Task item. Go through the material below and copy each line where the word "bank" appears.

========

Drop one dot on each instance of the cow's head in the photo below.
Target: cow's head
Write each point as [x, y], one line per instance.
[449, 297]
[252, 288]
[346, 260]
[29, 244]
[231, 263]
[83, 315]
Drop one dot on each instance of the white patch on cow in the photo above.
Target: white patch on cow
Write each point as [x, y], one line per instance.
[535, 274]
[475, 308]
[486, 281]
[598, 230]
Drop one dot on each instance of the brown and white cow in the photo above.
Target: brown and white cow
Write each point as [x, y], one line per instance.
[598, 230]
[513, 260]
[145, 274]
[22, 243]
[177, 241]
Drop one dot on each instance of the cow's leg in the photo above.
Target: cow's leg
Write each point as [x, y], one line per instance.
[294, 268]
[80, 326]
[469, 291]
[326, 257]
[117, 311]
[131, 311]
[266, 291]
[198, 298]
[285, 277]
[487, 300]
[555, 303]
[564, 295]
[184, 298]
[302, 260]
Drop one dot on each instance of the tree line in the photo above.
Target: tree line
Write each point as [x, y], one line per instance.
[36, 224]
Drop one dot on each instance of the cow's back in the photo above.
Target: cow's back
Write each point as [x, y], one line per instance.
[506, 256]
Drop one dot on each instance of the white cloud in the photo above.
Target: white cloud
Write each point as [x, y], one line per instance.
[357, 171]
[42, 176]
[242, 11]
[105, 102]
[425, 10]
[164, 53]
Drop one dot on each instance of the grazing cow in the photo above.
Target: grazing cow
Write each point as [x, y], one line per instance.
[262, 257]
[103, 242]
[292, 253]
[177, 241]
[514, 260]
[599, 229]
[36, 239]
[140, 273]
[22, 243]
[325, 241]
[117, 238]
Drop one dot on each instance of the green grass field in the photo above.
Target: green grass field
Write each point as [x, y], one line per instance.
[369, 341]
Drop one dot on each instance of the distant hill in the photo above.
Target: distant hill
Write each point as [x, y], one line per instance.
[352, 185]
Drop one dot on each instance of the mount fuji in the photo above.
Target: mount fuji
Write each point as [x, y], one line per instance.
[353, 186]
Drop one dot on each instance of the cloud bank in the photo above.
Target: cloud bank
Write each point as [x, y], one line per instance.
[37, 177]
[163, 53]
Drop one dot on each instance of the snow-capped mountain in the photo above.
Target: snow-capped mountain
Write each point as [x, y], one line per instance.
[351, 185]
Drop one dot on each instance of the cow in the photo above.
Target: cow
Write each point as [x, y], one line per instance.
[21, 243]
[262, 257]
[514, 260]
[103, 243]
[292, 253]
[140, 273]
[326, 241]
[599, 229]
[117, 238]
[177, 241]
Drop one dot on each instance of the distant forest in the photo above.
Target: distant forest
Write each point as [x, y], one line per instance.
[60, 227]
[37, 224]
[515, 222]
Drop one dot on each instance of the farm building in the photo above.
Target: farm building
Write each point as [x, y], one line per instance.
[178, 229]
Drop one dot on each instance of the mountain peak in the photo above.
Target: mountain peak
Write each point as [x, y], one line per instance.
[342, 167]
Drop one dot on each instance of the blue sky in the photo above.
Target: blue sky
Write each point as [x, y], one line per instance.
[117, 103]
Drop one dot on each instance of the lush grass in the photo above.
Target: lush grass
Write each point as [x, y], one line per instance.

========

Answer to the exercise.
Drop one dot on each instance of the cloud bank in the photo above.
Target: cloud bank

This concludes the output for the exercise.